> _What to do_
Retrieve every line of the data holding the word "positive".

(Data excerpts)
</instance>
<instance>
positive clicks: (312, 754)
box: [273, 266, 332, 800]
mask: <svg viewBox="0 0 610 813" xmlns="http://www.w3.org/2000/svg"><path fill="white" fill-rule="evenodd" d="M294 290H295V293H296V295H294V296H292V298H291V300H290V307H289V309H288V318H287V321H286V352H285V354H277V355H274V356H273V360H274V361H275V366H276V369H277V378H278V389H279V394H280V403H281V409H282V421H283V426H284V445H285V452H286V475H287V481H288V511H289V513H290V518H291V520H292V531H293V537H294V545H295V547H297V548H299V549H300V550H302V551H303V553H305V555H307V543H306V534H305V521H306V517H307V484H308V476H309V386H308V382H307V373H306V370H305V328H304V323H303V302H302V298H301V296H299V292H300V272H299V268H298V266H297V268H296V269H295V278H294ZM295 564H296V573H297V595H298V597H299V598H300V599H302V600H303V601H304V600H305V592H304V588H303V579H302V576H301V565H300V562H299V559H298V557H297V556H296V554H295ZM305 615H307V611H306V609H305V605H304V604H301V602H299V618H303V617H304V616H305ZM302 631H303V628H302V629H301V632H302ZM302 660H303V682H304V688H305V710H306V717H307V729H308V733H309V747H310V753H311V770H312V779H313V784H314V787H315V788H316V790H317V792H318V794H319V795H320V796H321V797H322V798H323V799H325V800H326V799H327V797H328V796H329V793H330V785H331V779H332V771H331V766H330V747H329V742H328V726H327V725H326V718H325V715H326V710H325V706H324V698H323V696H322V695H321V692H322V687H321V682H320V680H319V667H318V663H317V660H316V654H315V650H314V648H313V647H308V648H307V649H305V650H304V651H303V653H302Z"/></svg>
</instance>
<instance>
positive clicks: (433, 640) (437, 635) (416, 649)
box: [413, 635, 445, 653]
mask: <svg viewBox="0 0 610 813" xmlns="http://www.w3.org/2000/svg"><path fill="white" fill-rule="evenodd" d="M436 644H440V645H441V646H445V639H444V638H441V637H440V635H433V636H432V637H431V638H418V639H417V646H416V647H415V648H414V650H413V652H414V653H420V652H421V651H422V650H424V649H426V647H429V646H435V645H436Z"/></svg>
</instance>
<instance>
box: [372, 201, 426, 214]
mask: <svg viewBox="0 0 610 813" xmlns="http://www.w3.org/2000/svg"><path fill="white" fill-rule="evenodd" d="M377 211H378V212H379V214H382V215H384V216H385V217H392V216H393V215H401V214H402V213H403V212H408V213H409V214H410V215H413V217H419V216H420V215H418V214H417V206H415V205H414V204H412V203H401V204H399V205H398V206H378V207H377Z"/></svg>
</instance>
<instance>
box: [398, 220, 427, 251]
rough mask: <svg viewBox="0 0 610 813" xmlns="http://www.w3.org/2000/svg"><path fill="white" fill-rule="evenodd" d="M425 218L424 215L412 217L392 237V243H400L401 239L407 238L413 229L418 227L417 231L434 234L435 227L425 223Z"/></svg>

> _Completed task_
positive clicks: (312, 754)
positive clicks: (433, 640) (437, 635) (416, 649)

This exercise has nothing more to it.